**Exercises to complete**
a: From the counselling text, list the four pitfalls that it calls "the four horsemen."
b: Reproduce a passage of the counselling text verbatim, beginning at the words "Relationships are an" and ending after the words "special bond again.".

**Text block**
================

Counselling & Therapy – Waitara, NSW

Your Relationship is Worth Fighting for

Relationships are an important part of our well-being. Research has told us that couples who stay married live longer. However, relationships can be challenging for us. Couple counselling can help partners to clarify uncertainty or ambivalence about their relationship. Arguing is a normal occurrence in relationships; however, excessive conflict can bring about a feeling of disconnection and isolation within the relationship. We all want to feel connected with that “certain someone,” physically, emotionally, and spiritually. Couple’s therapy or marriage counselling can help couples reconnect that special bond again.

I use the Gottman interview technique for couples.

Pre- Marriage counselling is also available. Learn the pitfalls that damage a relationship such as the four horsemen: Criticism, Defensiveness, Contempt & Stonewalling.

Counselling for couples who are seeking divorce after 2yrs is also available.

================

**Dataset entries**
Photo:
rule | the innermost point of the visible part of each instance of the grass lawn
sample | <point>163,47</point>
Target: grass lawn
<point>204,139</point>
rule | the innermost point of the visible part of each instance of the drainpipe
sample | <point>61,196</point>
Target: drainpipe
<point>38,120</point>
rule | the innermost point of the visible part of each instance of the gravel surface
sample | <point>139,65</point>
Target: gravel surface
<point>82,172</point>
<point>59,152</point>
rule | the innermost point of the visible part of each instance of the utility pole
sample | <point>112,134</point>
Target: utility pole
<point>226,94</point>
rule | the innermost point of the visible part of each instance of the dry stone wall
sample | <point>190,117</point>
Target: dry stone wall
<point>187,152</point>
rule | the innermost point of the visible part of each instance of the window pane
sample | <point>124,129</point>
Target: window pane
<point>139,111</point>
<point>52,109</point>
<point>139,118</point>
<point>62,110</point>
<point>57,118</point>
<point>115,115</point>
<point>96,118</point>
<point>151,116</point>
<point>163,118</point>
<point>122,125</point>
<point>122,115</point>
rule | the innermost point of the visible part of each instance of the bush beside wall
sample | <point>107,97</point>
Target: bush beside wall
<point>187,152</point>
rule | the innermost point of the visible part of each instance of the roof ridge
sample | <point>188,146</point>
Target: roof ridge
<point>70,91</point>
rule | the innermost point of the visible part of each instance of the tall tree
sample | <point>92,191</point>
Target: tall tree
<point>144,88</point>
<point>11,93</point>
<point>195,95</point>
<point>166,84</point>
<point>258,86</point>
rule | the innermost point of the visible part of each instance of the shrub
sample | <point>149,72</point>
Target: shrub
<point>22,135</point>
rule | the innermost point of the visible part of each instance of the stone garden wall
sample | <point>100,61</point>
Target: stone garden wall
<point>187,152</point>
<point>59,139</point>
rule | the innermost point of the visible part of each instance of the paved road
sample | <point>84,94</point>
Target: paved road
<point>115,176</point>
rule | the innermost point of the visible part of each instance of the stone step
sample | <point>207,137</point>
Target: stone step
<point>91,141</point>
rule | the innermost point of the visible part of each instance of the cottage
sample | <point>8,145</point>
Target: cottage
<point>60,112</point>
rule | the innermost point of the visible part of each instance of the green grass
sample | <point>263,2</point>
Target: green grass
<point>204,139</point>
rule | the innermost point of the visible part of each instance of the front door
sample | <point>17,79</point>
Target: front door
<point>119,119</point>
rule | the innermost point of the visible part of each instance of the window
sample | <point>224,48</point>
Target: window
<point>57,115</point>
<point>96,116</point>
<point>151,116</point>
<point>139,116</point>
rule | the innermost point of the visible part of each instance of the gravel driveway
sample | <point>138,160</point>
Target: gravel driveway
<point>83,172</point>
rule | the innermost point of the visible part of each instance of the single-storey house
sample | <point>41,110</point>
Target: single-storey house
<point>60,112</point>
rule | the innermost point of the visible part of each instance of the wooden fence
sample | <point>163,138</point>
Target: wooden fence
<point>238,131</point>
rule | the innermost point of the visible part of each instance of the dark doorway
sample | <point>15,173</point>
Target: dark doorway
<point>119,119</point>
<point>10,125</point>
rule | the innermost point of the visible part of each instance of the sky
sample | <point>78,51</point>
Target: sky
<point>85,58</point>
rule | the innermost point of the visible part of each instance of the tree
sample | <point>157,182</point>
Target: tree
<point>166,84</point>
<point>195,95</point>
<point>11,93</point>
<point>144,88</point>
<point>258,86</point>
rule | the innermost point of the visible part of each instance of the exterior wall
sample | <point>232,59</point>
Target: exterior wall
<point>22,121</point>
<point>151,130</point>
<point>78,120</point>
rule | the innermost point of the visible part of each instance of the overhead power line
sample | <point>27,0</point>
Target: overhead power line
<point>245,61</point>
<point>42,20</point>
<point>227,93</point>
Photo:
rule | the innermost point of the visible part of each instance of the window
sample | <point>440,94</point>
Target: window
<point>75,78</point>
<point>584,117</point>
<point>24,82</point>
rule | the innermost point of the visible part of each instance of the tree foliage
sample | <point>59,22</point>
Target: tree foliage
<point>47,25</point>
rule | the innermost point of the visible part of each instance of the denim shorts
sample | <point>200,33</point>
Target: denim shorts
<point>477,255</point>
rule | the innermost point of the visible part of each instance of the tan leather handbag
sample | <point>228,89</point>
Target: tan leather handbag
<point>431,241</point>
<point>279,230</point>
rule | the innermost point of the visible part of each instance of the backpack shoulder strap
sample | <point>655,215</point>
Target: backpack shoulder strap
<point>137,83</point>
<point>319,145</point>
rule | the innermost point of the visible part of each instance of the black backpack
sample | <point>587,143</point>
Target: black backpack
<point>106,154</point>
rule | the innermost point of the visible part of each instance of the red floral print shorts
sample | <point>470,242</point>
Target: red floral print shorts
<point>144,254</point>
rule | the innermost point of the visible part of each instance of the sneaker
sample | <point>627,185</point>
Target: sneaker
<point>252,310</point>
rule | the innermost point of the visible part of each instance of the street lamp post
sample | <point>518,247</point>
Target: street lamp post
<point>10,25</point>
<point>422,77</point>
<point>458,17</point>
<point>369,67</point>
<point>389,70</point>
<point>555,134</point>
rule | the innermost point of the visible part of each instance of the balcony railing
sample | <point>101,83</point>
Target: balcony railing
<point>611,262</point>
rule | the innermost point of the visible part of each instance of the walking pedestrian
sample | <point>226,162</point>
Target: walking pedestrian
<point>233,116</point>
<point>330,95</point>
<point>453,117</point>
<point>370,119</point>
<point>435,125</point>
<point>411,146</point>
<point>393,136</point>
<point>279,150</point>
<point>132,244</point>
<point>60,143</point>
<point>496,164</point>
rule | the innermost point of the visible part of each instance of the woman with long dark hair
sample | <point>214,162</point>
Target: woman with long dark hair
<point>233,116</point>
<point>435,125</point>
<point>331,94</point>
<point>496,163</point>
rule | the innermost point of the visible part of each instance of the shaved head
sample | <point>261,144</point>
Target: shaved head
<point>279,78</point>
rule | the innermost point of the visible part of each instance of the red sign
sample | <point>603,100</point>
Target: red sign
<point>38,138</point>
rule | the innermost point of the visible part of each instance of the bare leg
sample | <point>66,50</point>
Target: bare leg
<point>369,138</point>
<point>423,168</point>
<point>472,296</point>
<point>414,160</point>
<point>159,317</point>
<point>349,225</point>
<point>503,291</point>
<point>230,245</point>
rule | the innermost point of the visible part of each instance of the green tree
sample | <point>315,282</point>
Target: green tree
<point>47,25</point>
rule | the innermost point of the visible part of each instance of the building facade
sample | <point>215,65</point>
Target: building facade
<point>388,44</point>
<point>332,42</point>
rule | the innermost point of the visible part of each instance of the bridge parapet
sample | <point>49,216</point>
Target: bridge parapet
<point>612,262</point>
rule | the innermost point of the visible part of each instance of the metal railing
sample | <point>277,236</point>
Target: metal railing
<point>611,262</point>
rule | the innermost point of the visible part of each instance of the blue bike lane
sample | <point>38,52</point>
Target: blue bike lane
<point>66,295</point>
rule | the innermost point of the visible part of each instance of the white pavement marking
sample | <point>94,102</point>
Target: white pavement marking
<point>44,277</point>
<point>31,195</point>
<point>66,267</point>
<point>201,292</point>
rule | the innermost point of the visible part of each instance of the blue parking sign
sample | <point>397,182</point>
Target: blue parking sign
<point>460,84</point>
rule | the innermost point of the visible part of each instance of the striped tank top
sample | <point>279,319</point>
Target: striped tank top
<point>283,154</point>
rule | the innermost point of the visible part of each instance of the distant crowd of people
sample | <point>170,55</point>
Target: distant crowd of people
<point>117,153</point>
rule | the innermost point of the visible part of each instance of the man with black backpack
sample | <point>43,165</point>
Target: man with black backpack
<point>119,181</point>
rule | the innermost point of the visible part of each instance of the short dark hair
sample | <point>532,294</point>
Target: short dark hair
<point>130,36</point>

================

**Solutions to the exercise**
a: Criticism, Defensiveness, Contempt, Stonewalling

b:
Relationships are an important part of our well-being. Research has told us that couples who stay married live longer. However, relationships can be challenging for us. Couple counselling can help partners to clarify uncertainty or ambivalence about their relationship. Arguing is a normal occurrence in relationships; however, excessive conflict can bring about a feeling of disconnection and isolation within the relationship. We all want to feel connected with that “certain someone,” physically, emotionally, and spiritually. Couple’s therapy or marriage counselling can help couples reconnect that special bond again.